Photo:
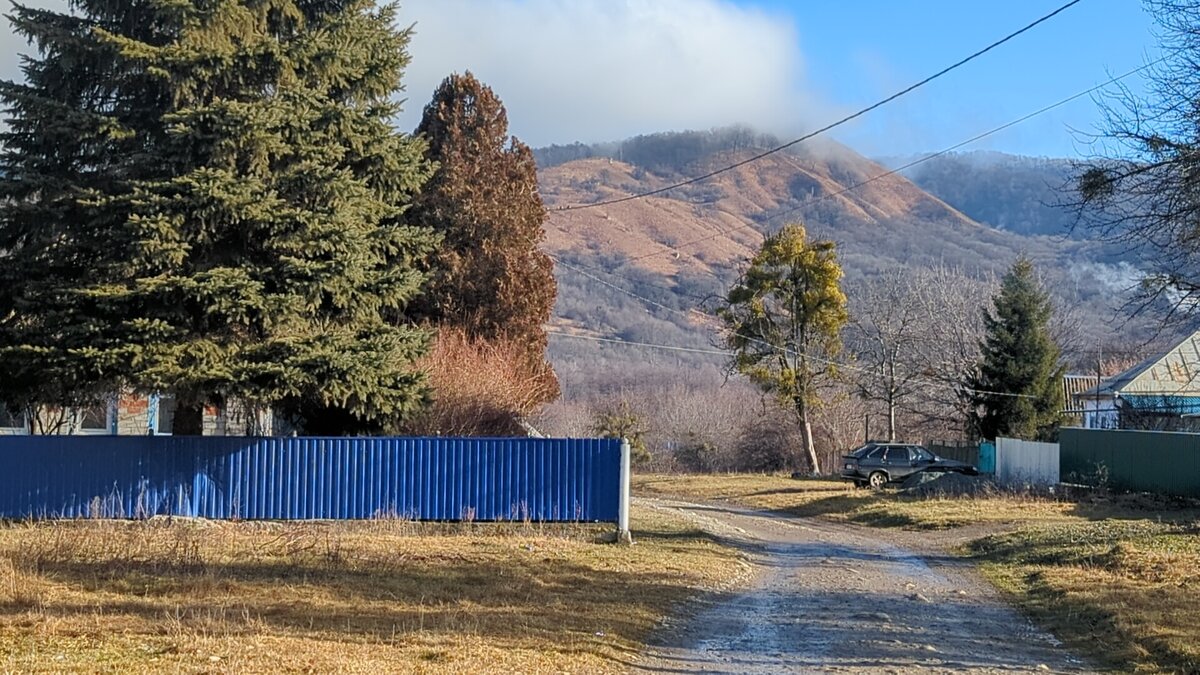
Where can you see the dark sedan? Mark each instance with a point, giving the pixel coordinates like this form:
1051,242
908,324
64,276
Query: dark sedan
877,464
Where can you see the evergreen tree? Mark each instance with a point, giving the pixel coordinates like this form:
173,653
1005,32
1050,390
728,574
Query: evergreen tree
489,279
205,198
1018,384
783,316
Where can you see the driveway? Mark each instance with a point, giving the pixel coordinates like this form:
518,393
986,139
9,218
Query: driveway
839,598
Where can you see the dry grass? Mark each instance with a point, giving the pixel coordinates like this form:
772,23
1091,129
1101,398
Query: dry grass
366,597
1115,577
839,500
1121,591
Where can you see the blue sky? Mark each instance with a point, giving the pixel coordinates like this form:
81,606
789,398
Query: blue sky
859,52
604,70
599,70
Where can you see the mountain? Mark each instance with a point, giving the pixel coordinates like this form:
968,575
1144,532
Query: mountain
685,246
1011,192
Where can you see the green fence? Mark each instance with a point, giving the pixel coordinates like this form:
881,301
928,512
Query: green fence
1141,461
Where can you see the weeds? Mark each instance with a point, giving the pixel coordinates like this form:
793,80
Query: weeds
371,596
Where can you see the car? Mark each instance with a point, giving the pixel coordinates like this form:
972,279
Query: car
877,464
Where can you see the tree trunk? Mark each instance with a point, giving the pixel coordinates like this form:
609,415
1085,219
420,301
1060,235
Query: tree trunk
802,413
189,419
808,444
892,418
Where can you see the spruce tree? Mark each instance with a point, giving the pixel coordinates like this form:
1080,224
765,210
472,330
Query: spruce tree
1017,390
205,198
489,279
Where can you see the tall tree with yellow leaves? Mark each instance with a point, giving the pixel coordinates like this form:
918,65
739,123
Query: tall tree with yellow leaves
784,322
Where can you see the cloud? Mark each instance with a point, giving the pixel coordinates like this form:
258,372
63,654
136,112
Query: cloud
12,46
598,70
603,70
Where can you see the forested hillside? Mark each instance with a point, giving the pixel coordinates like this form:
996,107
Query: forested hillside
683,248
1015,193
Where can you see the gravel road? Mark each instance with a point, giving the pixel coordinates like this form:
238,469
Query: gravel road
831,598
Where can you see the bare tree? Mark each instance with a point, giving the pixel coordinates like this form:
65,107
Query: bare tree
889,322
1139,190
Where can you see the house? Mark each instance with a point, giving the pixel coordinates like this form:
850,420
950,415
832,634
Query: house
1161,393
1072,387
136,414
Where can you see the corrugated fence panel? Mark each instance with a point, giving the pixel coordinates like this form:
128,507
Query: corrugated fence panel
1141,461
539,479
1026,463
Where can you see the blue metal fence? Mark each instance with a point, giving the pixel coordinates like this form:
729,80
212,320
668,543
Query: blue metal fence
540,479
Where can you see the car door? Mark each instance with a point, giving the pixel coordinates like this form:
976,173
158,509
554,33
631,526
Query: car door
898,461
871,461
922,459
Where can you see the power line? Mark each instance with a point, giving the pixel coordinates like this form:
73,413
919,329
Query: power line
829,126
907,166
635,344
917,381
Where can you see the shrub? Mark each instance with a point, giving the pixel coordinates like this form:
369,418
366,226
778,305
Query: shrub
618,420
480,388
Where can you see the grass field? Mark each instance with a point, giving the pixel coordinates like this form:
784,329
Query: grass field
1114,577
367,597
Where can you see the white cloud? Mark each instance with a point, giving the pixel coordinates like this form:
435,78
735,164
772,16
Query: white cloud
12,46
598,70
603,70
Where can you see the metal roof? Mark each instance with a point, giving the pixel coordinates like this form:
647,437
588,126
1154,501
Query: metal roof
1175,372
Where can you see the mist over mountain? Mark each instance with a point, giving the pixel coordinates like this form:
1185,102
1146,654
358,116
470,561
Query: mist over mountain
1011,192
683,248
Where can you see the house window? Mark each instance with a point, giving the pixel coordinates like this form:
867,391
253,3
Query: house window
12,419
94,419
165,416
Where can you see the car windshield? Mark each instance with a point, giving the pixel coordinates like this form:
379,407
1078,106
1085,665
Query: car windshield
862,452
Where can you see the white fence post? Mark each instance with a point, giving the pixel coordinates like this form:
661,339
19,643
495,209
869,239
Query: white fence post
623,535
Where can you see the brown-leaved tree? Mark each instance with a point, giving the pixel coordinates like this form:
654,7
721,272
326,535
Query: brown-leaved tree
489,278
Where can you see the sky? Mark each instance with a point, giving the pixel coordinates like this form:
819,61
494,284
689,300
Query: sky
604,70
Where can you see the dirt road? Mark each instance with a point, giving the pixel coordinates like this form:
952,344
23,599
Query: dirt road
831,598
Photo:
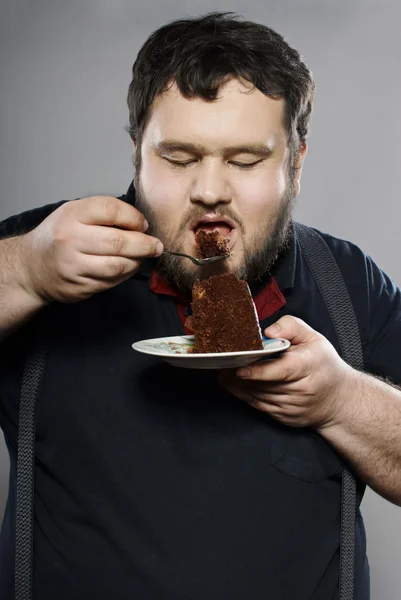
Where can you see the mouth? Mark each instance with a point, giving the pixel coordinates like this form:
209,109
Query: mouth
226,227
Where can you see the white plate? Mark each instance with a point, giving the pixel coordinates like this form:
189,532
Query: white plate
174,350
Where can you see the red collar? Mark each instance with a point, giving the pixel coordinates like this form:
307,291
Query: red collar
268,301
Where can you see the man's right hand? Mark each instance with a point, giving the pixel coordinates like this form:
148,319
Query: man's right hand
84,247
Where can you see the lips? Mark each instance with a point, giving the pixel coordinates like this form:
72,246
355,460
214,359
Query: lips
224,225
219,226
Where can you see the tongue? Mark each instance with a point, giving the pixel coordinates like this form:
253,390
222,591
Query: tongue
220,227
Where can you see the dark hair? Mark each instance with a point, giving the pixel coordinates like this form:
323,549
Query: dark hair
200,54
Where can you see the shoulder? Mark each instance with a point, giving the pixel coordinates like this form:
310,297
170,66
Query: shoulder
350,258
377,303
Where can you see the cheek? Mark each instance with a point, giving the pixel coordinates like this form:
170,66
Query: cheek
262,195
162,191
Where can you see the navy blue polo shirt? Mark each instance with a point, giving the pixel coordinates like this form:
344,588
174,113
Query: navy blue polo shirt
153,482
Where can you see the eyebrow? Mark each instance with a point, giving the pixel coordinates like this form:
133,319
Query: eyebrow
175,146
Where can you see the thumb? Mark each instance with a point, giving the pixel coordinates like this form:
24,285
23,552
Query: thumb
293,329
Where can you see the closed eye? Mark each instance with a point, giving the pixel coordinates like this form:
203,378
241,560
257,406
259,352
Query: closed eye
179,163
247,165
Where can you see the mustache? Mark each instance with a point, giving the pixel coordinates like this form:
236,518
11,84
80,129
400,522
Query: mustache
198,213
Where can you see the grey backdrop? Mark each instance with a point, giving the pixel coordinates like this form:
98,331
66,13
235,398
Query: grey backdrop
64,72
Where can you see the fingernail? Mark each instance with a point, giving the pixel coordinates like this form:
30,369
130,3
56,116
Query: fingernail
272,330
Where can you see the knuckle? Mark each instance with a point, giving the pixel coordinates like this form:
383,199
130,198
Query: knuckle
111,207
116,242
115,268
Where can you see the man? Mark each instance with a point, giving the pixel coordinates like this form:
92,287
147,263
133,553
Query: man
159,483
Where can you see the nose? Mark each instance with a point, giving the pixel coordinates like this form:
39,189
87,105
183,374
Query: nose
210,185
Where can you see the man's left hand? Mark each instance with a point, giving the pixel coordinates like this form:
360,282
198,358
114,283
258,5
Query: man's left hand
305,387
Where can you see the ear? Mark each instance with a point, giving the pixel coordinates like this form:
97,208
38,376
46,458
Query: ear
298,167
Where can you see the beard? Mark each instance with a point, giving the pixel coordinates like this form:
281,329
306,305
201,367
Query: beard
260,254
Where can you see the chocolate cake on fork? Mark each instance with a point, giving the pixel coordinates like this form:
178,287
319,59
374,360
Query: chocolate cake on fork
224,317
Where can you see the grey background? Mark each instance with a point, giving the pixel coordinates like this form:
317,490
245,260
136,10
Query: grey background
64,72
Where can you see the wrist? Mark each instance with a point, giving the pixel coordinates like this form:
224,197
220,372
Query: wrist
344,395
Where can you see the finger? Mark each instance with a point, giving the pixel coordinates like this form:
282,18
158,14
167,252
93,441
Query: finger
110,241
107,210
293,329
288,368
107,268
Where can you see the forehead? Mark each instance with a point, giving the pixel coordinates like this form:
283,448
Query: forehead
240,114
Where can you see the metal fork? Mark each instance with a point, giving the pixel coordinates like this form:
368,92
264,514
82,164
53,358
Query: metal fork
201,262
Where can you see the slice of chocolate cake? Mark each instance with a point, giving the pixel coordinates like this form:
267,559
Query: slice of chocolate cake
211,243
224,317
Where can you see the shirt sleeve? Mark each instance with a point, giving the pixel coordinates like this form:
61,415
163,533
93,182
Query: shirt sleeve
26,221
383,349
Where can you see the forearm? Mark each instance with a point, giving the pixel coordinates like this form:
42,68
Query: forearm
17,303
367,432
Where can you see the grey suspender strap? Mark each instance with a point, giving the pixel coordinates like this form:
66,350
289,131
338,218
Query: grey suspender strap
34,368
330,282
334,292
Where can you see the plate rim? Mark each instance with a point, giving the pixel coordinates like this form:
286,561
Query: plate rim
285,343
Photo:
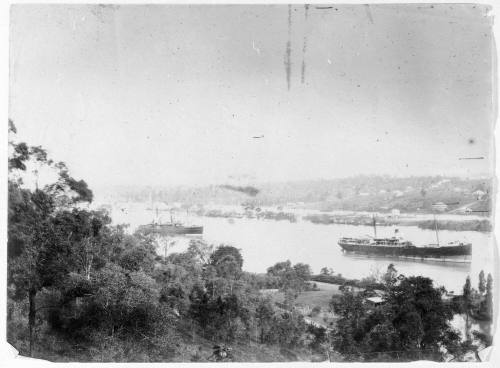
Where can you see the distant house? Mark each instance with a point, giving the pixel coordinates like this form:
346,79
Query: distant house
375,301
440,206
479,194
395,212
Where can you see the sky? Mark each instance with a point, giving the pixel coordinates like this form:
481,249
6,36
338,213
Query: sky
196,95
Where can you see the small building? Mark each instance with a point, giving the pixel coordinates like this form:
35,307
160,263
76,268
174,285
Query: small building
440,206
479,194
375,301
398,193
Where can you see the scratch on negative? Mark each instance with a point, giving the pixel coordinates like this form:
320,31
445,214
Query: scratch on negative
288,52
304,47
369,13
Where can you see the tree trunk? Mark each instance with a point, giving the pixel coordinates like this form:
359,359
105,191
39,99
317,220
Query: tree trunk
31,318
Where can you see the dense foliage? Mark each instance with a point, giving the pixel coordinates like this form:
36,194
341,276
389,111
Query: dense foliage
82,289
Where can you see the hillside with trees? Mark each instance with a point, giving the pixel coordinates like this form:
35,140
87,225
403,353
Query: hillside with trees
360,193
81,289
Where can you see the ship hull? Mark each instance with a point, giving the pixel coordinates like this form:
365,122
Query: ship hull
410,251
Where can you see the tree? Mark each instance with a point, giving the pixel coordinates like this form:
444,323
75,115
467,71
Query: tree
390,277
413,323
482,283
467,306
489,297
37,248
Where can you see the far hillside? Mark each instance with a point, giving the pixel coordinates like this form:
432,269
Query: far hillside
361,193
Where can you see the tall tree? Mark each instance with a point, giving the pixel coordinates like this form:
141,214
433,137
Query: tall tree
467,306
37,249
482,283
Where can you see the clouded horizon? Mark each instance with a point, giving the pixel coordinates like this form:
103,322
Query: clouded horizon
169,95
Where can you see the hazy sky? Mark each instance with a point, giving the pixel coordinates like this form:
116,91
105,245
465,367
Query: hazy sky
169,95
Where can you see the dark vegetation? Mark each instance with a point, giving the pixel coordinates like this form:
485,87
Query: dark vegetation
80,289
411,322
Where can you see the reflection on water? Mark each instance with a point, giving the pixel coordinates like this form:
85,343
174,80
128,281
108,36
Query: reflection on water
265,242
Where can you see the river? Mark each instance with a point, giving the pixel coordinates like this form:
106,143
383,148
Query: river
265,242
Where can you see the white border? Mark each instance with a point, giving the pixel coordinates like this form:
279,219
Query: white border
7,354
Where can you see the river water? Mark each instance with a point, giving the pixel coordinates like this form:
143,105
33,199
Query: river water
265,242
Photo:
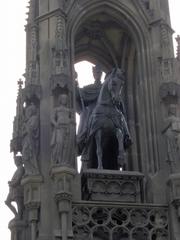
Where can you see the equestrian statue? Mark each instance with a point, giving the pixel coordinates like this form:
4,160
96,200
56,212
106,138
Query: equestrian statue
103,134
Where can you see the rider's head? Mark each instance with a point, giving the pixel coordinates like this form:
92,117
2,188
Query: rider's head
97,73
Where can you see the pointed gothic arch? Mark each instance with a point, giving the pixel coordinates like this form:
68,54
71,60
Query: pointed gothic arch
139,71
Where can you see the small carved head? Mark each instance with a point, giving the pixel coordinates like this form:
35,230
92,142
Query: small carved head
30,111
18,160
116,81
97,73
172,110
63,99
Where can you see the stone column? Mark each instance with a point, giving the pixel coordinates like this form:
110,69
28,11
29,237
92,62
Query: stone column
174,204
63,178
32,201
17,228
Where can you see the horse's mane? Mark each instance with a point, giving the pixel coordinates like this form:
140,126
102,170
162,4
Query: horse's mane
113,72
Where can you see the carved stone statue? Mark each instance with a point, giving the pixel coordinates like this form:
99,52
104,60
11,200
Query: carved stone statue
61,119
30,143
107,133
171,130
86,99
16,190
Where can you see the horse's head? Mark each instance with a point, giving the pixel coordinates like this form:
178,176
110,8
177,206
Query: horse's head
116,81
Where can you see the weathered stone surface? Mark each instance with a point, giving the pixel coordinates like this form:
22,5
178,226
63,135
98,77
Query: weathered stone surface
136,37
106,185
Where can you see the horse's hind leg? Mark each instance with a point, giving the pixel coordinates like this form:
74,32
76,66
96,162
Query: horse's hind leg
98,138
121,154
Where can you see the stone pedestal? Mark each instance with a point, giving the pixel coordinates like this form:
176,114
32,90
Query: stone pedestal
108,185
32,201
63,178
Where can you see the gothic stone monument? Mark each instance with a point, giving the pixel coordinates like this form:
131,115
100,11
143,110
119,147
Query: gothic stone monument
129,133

::::::::::

May I have exactly the lines from the one containing "Where can you see the gothic" through the last line of the data, both included?

**PROBLEM SOLUTION:**
Where can you see the gothic stone monument? Mark each instance with a point, giving the pixel coordinates like this form:
131,115
100,11
143,110
119,147
Query: gothic stone monument
129,133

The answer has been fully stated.